**EXCERPTED DATA:**
######
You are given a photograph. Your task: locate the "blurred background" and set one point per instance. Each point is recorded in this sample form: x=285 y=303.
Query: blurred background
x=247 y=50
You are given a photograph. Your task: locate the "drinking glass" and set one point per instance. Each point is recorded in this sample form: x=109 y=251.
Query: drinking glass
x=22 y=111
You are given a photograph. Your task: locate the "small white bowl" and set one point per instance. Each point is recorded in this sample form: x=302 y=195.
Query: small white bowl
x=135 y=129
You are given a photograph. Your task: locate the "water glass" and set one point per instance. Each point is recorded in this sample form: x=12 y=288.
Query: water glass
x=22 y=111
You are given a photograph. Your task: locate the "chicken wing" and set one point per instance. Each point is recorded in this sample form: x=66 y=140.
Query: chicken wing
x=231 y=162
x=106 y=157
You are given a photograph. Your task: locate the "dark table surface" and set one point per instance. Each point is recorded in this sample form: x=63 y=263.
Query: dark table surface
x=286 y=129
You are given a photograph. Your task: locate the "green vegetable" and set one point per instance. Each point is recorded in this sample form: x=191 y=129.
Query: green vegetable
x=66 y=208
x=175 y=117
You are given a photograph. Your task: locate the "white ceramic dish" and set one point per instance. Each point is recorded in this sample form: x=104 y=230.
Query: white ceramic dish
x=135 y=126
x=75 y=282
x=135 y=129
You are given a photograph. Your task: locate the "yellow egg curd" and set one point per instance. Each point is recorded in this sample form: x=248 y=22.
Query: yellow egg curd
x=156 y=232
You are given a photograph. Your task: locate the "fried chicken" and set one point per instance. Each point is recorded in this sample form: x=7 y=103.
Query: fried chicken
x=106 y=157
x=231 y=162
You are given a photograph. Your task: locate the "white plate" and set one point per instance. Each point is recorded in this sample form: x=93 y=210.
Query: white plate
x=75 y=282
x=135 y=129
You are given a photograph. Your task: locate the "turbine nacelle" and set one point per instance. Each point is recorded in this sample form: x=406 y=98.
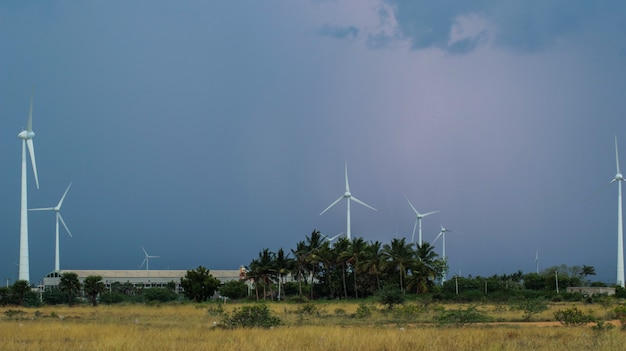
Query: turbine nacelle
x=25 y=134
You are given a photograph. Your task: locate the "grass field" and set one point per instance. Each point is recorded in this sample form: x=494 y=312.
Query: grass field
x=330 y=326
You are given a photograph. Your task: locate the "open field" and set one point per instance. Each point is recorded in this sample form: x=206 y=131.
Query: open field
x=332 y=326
######
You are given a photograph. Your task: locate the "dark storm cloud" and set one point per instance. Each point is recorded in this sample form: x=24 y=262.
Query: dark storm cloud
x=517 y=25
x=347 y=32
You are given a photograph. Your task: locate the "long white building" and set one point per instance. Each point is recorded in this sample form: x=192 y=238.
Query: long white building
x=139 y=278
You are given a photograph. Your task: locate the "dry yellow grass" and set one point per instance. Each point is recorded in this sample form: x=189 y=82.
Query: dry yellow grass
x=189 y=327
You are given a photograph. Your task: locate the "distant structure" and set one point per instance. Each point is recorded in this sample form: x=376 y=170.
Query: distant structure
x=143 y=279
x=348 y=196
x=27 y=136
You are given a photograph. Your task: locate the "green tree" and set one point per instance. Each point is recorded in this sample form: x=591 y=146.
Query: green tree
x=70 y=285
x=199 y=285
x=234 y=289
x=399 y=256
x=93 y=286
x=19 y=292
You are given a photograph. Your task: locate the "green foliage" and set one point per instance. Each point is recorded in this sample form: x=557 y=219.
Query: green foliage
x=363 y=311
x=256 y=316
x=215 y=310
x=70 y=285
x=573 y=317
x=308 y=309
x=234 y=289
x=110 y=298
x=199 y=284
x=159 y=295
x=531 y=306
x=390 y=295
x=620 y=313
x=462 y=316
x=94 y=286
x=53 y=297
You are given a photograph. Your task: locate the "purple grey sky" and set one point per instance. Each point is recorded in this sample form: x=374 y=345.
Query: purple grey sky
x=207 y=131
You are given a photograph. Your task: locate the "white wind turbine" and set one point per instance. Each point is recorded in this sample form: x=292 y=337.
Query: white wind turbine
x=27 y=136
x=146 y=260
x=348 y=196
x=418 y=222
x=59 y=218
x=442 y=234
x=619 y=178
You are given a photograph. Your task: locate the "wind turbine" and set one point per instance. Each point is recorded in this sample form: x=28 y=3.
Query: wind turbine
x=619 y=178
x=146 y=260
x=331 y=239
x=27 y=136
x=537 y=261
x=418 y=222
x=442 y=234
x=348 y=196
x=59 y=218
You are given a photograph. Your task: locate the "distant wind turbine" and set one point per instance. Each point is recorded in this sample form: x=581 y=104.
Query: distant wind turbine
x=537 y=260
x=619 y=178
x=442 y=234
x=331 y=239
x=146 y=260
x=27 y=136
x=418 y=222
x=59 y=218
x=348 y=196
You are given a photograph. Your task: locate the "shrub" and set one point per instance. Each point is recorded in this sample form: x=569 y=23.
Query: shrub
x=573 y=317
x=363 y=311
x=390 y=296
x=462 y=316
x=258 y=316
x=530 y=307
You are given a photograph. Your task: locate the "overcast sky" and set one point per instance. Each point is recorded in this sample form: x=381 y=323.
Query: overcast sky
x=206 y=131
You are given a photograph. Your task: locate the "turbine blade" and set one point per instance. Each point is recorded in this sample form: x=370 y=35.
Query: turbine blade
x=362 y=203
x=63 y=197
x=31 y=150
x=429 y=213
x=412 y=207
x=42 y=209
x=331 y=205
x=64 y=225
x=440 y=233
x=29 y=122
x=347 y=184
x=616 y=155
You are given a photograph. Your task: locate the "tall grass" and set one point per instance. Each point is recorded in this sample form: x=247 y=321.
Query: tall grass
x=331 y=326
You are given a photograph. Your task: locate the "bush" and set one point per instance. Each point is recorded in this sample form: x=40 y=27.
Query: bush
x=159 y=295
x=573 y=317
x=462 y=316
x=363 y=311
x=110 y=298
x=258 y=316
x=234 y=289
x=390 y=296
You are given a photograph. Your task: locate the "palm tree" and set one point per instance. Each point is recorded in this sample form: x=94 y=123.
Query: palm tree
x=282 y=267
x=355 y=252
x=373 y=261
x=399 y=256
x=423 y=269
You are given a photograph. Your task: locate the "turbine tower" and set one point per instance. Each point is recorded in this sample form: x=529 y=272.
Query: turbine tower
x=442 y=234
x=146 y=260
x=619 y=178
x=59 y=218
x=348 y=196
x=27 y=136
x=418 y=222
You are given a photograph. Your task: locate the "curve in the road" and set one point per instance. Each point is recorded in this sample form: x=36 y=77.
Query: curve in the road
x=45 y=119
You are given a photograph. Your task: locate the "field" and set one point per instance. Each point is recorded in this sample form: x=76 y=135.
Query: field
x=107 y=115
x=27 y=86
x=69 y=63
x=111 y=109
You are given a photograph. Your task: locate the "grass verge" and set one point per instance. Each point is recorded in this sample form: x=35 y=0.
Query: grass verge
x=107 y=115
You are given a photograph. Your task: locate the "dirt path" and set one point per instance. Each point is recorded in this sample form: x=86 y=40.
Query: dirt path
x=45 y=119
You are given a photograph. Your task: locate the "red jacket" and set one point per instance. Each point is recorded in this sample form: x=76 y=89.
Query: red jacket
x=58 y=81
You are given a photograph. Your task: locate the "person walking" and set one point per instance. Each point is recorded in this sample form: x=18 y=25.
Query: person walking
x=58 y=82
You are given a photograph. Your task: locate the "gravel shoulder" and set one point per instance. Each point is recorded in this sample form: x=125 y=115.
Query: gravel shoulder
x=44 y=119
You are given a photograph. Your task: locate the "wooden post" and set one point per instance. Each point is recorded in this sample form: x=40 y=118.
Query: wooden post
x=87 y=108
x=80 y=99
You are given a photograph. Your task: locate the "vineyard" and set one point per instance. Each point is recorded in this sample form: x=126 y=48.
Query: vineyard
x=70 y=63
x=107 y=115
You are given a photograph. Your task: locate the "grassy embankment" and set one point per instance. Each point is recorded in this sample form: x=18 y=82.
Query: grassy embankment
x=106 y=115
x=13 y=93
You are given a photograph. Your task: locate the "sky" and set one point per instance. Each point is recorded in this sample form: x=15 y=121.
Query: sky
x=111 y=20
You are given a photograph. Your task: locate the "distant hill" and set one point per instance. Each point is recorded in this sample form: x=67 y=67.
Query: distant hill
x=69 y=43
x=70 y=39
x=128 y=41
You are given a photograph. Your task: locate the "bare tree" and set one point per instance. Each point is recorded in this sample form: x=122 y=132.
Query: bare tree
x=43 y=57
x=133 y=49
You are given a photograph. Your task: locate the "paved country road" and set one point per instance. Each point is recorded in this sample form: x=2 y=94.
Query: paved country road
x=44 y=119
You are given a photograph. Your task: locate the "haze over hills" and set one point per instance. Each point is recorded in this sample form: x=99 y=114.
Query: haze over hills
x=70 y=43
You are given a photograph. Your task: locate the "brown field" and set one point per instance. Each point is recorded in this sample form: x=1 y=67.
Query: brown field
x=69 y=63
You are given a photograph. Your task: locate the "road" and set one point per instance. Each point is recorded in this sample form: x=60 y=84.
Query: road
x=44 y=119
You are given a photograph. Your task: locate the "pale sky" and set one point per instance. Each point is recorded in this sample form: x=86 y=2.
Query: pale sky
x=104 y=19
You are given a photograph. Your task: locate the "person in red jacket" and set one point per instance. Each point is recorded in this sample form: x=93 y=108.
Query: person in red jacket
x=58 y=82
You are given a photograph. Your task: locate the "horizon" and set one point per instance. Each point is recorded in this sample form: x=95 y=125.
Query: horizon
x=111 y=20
######
**TASK STATEMENT:** With the line that has "form: x=104 y=230." as the first and the line that has "form: x=406 y=98." as the last, repeat exactly that run of lines above and no more.

**RESPONSE TO THE TASK:**
You are given a photograph. Your task: locate the "white ceramic dish" and set one point per instance. Each point is recorded in this sample form: x=104 y=230.
Query: white ceramic dish
x=135 y=126
x=75 y=282
x=135 y=129
You are given a photograph. Your task: locate the "yellow egg curd" and set one point per instance. Each point is recorded in this sample form: x=248 y=22.
Query: yellow egg curd
x=156 y=232
You are given a photograph. Your task: locate the "fried chicken" and set one point per instance. Each point is recorded in this sample form: x=7 y=103.
Query: fried chicken
x=106 y=157
x=231 y=162
You are given a photograph. Your task: locate the "white plate" and set one point per instance. Each point is recorded in this sample form: x=93 y=210.
Query: white plate
x=75 y=282
x=135 y=129
You are given a photograph. Your task: locate the "turbine nacelle" and set one point per instance. Each point is recorded in this sample form: x=406 y=98.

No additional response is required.